TASK OBJECTIVE:
Reproduce the material verbatim, starting at its first line and ending at the line containing "(1215, 422)", with both end lines included.

THE DATA:

------------------------------------------------------------

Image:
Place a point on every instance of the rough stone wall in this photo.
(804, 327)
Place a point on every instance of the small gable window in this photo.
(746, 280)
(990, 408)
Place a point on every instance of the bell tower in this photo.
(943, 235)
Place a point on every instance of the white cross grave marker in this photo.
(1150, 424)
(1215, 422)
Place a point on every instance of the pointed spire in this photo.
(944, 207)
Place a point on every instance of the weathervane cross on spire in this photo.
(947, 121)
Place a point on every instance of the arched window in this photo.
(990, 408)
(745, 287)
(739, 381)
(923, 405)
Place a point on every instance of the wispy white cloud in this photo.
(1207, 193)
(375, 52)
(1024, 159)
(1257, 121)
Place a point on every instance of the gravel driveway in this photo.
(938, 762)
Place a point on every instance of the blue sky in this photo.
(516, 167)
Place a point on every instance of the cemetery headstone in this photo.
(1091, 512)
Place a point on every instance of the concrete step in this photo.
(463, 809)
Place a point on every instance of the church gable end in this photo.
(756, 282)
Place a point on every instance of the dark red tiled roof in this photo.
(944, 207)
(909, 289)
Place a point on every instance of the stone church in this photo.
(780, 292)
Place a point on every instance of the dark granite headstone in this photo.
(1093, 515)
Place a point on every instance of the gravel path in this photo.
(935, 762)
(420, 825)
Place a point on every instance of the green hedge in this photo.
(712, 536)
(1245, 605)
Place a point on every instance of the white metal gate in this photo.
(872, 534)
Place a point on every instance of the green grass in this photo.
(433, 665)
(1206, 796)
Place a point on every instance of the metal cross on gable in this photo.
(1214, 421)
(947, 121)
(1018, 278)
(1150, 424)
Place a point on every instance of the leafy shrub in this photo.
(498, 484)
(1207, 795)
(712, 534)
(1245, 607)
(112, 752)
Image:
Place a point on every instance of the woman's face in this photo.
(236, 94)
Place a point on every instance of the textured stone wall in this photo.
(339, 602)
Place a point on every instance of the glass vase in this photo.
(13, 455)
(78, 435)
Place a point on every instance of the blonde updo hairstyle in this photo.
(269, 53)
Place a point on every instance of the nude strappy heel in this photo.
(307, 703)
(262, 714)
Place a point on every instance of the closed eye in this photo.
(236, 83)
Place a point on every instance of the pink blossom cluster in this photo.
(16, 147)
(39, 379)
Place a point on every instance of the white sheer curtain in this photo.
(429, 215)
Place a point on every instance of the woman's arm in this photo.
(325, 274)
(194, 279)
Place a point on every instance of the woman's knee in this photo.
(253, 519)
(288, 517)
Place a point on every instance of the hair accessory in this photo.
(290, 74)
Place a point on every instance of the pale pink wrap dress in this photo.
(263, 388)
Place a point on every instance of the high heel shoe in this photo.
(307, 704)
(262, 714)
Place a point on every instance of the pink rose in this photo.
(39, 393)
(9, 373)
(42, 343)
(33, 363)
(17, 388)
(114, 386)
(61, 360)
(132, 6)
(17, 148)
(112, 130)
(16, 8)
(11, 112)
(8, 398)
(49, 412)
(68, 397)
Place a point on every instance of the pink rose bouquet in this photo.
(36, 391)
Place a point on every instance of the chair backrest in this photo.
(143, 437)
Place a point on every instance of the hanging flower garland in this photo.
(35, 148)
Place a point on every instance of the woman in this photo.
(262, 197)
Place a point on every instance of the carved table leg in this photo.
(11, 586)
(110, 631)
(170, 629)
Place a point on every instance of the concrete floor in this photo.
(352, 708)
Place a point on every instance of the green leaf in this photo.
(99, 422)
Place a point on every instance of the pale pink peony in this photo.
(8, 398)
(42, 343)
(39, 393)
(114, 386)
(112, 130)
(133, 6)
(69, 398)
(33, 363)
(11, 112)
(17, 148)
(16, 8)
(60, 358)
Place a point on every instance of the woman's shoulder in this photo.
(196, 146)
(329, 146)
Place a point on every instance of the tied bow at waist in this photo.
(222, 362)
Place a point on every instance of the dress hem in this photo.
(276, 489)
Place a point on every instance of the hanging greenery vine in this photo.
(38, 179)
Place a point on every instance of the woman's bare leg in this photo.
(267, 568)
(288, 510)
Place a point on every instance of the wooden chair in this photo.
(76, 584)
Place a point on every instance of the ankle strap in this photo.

------------------------------------------------------------

ANSWER TO THE PROBLEM:
Image:
Place a point on every instance of the rough stone wall in this photo.
(804, 327)
Place a point on every instance of the small gable window in this photo.
(746, 280)
(990, 408)
Place a point on every instance of the bell tower in this photo.
(943, 235)
Place a point on every instance of the white cross grave marker in this photo.
(1150, 424)
(1215, 422)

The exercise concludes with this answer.